## Problem description:
Reproduce the data below word for word, starting with the line that contains "Confirm that each instance of the white wall" and continuing through the end of the data. Leave the pictures out.

## Exercise material:

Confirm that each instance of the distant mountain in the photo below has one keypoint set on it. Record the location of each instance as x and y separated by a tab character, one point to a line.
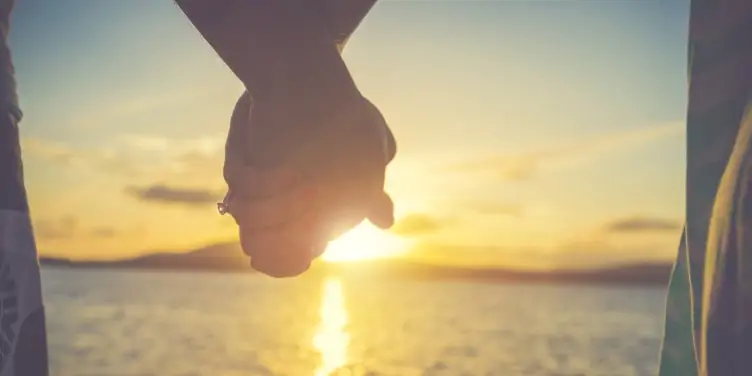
227	257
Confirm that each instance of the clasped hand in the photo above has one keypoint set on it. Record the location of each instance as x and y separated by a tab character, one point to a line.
326	184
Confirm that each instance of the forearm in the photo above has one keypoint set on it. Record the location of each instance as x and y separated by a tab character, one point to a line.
283	51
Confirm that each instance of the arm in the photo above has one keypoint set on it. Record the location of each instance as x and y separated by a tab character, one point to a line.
283	50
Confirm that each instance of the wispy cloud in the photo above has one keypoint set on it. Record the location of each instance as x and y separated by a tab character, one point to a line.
524	166
639	224
164	194
416	224
69	227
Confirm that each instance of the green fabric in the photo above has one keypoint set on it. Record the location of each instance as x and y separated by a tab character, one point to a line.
719	94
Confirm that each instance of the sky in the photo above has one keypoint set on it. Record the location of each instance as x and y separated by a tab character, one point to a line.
531	133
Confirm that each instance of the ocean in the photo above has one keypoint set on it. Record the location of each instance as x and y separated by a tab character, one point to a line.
137	323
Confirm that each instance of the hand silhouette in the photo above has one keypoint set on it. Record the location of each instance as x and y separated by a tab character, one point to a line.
295	189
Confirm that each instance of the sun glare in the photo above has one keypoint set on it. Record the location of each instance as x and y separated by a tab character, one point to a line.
364	242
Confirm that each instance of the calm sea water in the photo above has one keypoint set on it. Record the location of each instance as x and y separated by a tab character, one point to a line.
121	323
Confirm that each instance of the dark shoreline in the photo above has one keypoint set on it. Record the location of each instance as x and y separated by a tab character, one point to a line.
656	275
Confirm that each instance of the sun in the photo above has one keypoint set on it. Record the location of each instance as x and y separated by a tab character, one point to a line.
364	242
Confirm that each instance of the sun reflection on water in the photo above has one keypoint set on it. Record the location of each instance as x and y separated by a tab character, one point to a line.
331	339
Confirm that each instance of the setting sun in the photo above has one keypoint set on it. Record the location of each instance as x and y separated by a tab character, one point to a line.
364	242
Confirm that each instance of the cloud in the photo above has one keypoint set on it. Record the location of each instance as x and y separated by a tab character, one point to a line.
69	227
160	193
525	166
417	224
145	157
55	229
499	209
641	225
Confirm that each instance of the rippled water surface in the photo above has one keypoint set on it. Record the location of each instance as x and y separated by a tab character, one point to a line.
105	323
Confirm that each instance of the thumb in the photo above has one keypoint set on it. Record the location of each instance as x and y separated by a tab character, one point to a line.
381	213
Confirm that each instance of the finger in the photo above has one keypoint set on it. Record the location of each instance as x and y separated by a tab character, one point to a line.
391	145
251	182
274	210
283	252
382	211
318	249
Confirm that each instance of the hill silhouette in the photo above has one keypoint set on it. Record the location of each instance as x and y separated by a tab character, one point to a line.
227	257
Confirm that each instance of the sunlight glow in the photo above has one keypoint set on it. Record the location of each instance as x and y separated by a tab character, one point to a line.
331	339
364	242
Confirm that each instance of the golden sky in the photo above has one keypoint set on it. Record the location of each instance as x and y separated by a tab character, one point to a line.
533	134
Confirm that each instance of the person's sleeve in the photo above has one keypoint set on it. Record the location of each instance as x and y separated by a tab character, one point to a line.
23	343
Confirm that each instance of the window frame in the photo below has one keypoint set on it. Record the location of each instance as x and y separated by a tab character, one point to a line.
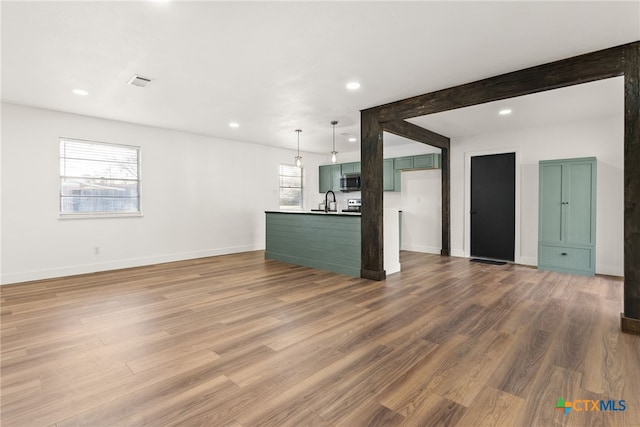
280	188
98	214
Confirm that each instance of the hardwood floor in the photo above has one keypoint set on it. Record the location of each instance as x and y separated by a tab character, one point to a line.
237	340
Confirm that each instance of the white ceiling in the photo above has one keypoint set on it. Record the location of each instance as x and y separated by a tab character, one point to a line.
277	66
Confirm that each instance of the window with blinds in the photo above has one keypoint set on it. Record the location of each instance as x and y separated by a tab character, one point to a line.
99	178
290	187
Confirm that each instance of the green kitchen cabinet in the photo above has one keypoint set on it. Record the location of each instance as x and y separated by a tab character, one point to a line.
402	163
388	175
353	167
567	215
426	161
329	178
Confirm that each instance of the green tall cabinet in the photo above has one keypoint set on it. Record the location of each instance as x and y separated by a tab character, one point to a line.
567	216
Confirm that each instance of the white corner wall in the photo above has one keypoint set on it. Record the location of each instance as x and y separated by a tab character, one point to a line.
201	196
601	138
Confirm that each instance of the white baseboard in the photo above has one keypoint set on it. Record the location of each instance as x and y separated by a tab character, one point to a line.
458	252
422	248
528	261
610	270
50	273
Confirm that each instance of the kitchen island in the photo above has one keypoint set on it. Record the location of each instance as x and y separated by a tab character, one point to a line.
327	241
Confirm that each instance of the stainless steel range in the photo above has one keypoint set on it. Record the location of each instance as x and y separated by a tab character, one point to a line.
353	205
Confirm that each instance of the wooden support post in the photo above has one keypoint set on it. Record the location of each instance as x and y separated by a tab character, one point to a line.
630	319
372	239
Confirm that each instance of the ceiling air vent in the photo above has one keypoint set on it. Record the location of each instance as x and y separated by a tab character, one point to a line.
139	81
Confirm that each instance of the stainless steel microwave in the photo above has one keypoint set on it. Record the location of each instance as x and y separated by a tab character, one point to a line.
350	182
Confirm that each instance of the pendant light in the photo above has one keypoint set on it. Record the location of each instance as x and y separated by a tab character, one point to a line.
334	153
298	158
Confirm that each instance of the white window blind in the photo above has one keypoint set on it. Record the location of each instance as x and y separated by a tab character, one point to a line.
99	178
290	187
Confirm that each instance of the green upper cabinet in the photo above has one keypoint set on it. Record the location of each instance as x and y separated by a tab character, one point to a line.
329	178
426	161
388	174
351	167
401	163
329	175
567	215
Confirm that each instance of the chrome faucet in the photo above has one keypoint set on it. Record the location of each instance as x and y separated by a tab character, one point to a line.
326	200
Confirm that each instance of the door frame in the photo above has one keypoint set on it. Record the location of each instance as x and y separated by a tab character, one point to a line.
467	198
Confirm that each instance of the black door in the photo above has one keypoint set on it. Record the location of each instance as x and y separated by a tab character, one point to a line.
493	206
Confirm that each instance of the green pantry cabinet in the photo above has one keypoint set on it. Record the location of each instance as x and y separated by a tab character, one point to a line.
330	174
567	216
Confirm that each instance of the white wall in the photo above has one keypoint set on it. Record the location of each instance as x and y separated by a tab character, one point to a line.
201	196
602	138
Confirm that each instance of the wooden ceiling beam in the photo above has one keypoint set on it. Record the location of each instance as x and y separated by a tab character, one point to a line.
579	69
417	133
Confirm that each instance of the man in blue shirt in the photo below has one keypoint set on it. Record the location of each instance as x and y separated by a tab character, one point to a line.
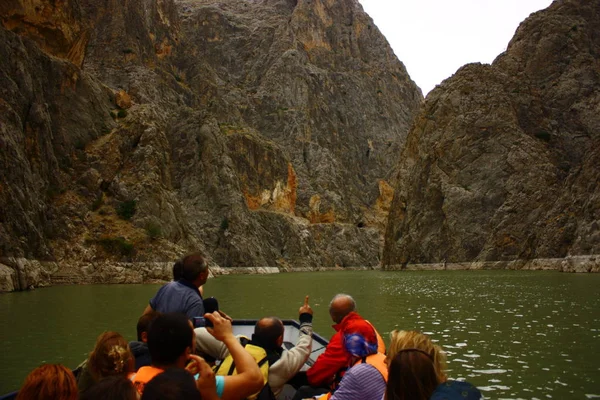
183	296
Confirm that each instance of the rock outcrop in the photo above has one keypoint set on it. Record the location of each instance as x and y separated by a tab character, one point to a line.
261	133
503	160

## Solution for this task:
Confirm that each instance of the white wall in the photo above has one keypoint set on it. Record the location of each instance as x and y separated by a tab character, one point to a line.
201	196
602	138
Confirm that each instance of the wooden ceiling beam in the photo above has one keypoint set on it. Record the location of each instance as x and y separated by a tab character, one point to a line.
579	69
417	133
Confirm that each instance of the man in blue shirt in the photo below has one keypoint set on it. Record the location of each instance as x and y separated by a tab character, one point to a line.
183	296
Confirm that each instance of the rock outcrop in the photo above has one keypoint set on it. Record the location of each instance as x and y separated by a tab character, one point to a line.
261	133
503	160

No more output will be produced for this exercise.